Estratto della pagina >>
————————

Dovrà adeguarsi con difficoltà alla nuova realtà, ma il disagio contestuale iniziale cederà il posto a una precoce rivalutazione di valori, che passerà precipuamente per il rapporto con la sorella minore
“Ci siamo fermate l’una di fronte all’altra, così sole e vicine, io immersa fino al petto e lei al collo. Mia sorella. Come un fiore improbabile, cresciuto su un piccolo grumo di terra attaccato alla roccia. Da lei ho appreso la resistenza. Ora ci somigliamo meno nei tratti, ma è lo stesso il senso che troviamo in questo essere gettate nel mondo. Nella complicità ci siamo salvate.”
Se è vero che il libro si presta molto bene alla sceneggiatura per la struttura narrativa “a fotogrammi” col quale è imbastito, che quasi trasporta nelle scene, esso lascia altresì dei varchi, o almeno io ho creduto di coglierli, per un eventuale seguito.
Il film tralascia alcune crudezze e particolari (vuoi per scelta registica, vuoi per ragioni di spazio), come nella descrizione degli approcci incestuosi tra l’Arminuta e il fratello maggiore Vincenzo (“Quando ha spinto le dita sul pube, gli ho stretto il polso con la mano. Si è bloccato, ma sembrava per poco, e nemmeno io sapevo quanto sarebbe durata la mia resistenza”), o nella descrizione invero più macabra nel romanzo della morte di questi: in effetti, il libro descrive il volo da un motorino a seguito della fuga susseguente ad un furto, i cui proventi, assieme a quelli di altri illeciti commessi dal ragazzo e di cui la scaltra Adriana è a conoscenza, fanno sì che “Vincenzo il funerale se l’è pagato da solo”.

————————

Dati forniti >>
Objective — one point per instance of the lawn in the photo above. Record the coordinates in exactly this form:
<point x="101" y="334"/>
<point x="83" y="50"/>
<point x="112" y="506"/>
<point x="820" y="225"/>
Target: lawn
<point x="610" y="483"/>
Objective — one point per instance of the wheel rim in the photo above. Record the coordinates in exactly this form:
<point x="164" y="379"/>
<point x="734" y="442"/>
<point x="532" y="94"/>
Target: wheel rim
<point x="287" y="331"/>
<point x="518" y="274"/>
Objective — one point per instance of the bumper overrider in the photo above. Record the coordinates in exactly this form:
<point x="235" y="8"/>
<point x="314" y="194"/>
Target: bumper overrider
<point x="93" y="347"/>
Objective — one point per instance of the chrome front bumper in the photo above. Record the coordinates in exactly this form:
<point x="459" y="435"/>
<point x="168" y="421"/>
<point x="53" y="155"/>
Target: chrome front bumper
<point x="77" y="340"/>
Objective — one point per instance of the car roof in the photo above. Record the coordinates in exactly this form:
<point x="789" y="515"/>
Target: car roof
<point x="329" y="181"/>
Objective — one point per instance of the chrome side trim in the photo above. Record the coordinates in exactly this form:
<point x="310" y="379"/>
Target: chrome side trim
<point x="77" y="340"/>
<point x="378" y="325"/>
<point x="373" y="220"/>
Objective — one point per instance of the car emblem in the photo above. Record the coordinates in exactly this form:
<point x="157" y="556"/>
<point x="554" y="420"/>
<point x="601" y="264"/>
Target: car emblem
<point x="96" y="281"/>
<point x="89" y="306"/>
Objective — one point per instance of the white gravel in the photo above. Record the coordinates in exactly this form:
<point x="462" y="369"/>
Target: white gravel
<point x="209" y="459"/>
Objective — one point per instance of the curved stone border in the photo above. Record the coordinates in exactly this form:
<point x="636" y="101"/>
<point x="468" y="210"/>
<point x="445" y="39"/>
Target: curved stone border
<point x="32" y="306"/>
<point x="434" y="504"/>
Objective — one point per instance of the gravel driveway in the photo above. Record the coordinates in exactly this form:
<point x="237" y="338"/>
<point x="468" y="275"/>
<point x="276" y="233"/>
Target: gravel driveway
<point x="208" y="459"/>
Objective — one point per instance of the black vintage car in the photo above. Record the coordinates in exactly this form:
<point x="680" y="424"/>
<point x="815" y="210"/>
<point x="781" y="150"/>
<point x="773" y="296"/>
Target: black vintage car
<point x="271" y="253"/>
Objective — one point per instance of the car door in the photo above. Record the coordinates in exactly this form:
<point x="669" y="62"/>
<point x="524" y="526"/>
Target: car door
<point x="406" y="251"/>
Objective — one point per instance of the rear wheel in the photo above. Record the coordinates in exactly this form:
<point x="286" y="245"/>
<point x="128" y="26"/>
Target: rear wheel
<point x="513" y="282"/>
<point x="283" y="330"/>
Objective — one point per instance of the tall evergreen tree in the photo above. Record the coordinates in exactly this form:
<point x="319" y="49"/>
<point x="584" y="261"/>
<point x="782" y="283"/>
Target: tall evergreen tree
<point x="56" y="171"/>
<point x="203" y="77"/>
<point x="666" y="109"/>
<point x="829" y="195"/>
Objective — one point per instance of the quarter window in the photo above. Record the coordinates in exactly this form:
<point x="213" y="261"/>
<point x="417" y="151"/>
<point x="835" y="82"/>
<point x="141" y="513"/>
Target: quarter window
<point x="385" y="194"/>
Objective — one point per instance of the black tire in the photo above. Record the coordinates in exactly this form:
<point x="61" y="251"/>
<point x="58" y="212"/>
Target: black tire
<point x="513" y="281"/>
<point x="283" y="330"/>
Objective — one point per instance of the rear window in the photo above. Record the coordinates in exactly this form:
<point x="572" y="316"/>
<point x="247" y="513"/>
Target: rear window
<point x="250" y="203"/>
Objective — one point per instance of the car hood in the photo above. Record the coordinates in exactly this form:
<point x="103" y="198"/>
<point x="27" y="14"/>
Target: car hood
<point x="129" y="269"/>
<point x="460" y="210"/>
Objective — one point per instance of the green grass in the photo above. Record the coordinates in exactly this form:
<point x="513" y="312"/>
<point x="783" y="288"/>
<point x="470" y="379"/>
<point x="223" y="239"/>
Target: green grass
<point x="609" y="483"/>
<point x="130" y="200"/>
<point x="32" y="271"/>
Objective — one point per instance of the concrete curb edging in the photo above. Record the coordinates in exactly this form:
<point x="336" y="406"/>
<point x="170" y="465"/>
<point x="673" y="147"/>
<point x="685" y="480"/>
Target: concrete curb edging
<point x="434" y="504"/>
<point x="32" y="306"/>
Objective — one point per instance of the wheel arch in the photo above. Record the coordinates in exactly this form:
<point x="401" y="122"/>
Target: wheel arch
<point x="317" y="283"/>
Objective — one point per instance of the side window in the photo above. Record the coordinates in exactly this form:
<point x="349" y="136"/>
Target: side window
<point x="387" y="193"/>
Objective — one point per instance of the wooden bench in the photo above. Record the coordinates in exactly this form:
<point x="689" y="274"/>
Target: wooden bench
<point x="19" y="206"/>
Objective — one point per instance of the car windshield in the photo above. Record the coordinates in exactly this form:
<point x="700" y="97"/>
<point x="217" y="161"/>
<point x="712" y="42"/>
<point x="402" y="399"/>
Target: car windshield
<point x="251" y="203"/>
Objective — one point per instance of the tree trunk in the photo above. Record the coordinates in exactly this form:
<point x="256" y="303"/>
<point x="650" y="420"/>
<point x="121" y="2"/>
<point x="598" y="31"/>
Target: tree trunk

————————

Compiti >>
(a) Riporta testualmente il passo dell'estratto che va da "Dovrà adeguarsi con" fino a "un eventuale seguito." incluso.
(b) Stabilisci se ciascuna affermazione concorda con l'estratto. Rispondi sì o no e cita alla lettera le parole dell'estratto che lo decidono: (i) il film omette alcune crudezze e alcuni particolari; (ii) la rivalutazione di valori passerà soprattutto per il rapporto con il fratello maggiore; (iii) nel romanzo la morte di Vincenzo segue un volo da un motorino.
L'elenco non ha alcun legame con l'estratto.

Risposte >>
(a)
Dovrà adeguarsi con difficoltà alla nuova realtà, ma il disagio contestuale iniziale cederà il posto a una precoce rivalutazione di valori, che passerà precipuamente per il rapporto con la sorella minore
“Ci siamo fermate l’una di fronte all’altra, così sole e vicine, io immersa fino al petto e lei al collo. Mia sorella. Come un fiore improbabile, cresciuto su un piccolo grumo di terra attaccato alla roccia. Da lei ho appreso la resistenza. Ora ci somigliamo meno nei tratti, ma è lo stesso il senso che troviamo in questo essere gettate nel mondo. Nella complicità ci siamo salvate.”
Se è vero che il libro si presta molto bene alla sceneggiatura per la struttura narrativa “a fotogrammi” col quale è imbastito, che quasi trasporta nelle scene, esso lascia altresì dei varchi, o almeno io ho creduto di coglierli, per un eventuale seguito.

(b)
(i) Sì: “Il film tralascia alcune crudezze e particolari”.
(ii) No: “che passerà precipuamente per il rapporto con la sorella minore”.
(iii) Sì: “il libro descrive il volo da un motorino a seguito della fuga susseguente ad un furto”.